Exercise => The result should be an exact copy of every record, with no pictures kept.

····················

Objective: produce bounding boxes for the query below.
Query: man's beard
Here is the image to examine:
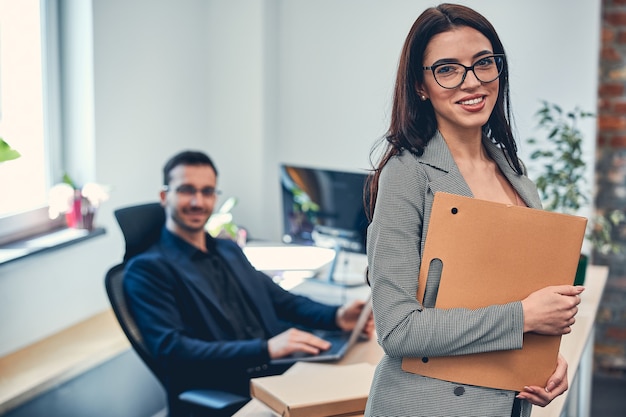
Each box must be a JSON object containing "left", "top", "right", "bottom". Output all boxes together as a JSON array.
[{"left": 171, "top": 207, "right": 210, "bottom": 233}]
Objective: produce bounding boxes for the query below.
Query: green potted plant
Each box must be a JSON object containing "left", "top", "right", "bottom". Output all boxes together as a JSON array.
[
  {"left": 0, "top": 137, "right": 20, "bottom": 162},
  {"left": 526, "top": 101, "right": 624, "bottom": 285}
]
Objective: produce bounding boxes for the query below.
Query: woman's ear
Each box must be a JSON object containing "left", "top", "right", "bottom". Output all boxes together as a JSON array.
[{"left": 416, "top": 83, "right": 428, "bottom": 101}]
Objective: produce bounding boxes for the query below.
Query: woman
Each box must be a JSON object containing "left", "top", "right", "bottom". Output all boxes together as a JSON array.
[{"left": 364, "top": 4, "right": 584, "bottom": 417}]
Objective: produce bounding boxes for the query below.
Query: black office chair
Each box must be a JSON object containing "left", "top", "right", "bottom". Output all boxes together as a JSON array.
[{"left": 105, "top": 202, "right": 249, "bottom": 417}]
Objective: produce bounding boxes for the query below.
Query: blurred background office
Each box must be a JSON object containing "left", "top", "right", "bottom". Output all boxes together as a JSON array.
[{"left": 1, "top": 0, "right": 625, "bottom": 416}]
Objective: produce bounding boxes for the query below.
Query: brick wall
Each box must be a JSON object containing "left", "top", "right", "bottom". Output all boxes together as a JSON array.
[{"left": 595, "top": 0, "right": 626, "bottom": 377}]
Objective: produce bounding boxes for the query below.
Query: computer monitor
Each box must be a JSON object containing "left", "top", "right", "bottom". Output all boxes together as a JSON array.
[{"left": 279, "top": 164, "right": 369, "bottom": 254}]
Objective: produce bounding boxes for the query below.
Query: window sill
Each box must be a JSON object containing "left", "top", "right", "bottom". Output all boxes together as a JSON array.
[{"left": 0, "top": 227, "right": 106, "bottom": 267}]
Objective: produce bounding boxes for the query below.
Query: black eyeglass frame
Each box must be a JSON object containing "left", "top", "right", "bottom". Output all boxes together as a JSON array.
[
  {"left": 162, "top": 184, "right": 221, "bottom": 198},
  {"left": 422, "top": 54, "right": 506, "bottom": 90}
]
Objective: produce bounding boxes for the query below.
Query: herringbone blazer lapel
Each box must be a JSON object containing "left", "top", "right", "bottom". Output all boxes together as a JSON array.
[{"left": 419, "top": 131, "right": 542, "bottom": 209}]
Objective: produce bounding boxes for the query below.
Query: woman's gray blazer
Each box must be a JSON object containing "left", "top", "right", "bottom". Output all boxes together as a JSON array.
[{"left": 365, "top": 132, "right": 543, "bottom": 417}]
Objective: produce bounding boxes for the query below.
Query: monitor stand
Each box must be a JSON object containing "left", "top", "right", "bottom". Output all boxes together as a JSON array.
[
  {"left": 311, "top": 227, "right": 367, "bottom": 287},
  {"left": 322, "top": 243, "right": 367, "bottom": 287}
]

····················

Written solution =>
Objective: produce bounding boxes for the query below.
Query: man's beard
Here is the image to examine:
Each box must be a JSON object containing "left", "top", "right", "bottom". Output all boxes together as a JSON array.
[{"left": 171, "top": 207, "right": 210, "bottom": 233}]
Objective: produce bounding boxes for the query below.
Query: green potted plant
Each box must be a JSON object containing "left", "top", "right", "bottom". Output all boxes together as a JSON array.
[
  {"left": 0, "top": 137, "right": 20, "bottom": 162},
  {"left": 526, "top": 101, "right": 624, "bottom": 285}
]
Objective: produce bounding boxes for the query below.
Query: woman's ear
Each box must be a JSON object containing "left", "top", "right", "bottom". Output all boxes together as a JSON array.
[{"left": 416, "top": 83, "right": 428, "bottom": 101}]
Objective: produce bounding boxes for the query below.
Query: woman
Each box must be a JSON object containing "left", "top", "right", "bottom". Output all boxes together as a JSON array.
[{"left": 364, "top": 4, "right": 584, "bottom": 417}]
Objective: produce bounding boxes for the query below.
Query: black office chair
Each box must be a JSON object containing "left", "top", "right", "bottom". Output all boxes together as a JSON array.
[{"left": 105, "top": 202, "right": 249, "bottom": 417}]
Objective: produce bounding boxes for the query below.
Query: blurred background office
Each box must be a JSON object containing "left", "top", "right", "bottom". Output all boxes together as a JSON array.
[{"left": 1, "top": 0, "right": 625, "bottom": 416}]
Objective: produce bounding boxes for the query below.
Query: brick wall
Each box must be a JSON object containing "left", "top", "right", "bottom". Output all boxes together as a JSON array.
[{"left": 595, "top": 0, "right": 626, "bottom": 377}]
Objective: produce bounding boxes for the query below.
Query: computer monitor
Each box must be a JSON object containing "left", "top", "right", "bottom". Output all boxes together as a JSON array.
[{"left": 279, "top": 164, "right": 369, "bottom": 254}]
Objective: produce bounding boxes for the query below.
Query: window sill
Each box must be a JSON object containing "left", "top", "right", "bottom". Output all boxes together as a JSON array.
[{"left": 0, "top": 227, "right": 106, "bottom": 267}]
Objective: produce bounding boxes for the query below.
Query: black eyeglass frame
Each box must be a JSON object containing "left", "top", "right", "bottom". Output all boxes together as a JSON array.
[
  {"left": 162, "top": 184, "right": 221, "bottom": 198},
  {"left": 422, "top": 54, "right": 506, "bottom": 90}
]
Objective: produce bounding boxes for the query below.
Query: herringbone blazer lapel
Each box must be a JSON object containing "left", "top", "right", "bottom". Output all boxes together as a JSON array.
[{"left": 419, "top": 131, "right": 542, "bottom": 209}]
Objective: produce bounding boxes for the query below.
Query: woman's gray blazer
Each box must be a JSON object containing "left", "top", "right", "bottom". Output all boxes together as a JSON array.
[{"left": 365, "top": 132, "right": 543, "bottom": 417}]
Objective: produce bounding boxes for the query below.
Query: monitor stand
Each box must be a JSON object containing "left", "top", "right", "bottom". Output all boxes together as a JSON array.
[
  {"left": 311, "top": 227, "right": 367, "bottom": 287},
  {"left": 322, "top": 243, "right": 367, "bottom": 287}
]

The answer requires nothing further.